* Set task: Render the material, starting at its beginning and running through the line containing "[254,34,450,299]", as a two-column CSV with the headers input and output. Each row pairs one text with its answer, each in a quoted field, with line breaks replaced by spaces.

* Stored rows:
____
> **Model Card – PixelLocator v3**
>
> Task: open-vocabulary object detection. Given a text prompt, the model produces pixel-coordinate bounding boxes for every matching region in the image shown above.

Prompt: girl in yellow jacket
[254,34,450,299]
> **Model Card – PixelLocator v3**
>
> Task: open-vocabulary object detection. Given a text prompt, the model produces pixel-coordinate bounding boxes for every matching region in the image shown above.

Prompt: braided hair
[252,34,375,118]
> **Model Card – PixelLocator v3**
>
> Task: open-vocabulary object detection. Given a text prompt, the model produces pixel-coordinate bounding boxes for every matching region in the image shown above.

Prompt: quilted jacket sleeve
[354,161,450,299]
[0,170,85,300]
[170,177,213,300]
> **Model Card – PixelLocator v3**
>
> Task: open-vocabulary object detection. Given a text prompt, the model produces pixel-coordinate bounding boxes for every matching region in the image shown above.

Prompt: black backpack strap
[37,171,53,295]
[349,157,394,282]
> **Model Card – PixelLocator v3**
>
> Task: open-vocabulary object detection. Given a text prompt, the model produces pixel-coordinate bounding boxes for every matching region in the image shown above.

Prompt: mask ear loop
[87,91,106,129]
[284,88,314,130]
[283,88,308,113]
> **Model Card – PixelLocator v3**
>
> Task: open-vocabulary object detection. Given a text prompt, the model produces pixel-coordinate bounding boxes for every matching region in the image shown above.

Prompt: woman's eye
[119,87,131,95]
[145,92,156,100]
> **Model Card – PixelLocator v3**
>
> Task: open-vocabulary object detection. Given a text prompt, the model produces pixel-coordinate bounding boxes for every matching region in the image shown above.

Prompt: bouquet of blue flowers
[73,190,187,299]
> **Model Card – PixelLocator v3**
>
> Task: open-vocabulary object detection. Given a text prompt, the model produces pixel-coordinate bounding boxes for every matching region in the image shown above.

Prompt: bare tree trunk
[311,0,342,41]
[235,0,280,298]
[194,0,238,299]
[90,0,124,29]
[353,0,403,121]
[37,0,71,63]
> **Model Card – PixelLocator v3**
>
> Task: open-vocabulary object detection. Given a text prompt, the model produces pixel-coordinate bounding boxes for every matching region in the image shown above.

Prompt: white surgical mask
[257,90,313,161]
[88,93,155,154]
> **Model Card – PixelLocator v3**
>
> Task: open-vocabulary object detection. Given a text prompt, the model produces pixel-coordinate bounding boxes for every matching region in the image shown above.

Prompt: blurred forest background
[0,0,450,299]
____
* The reply:
input,output
"> **Model Card – PixelLocator v3** > > Task: open-vocabulary object detection. Given a text prompt, the model produces pixel-coordinate bounding boxes for every matching region in the image shown above. Prompt: girl in yellow jacket","[254,34,450,299]"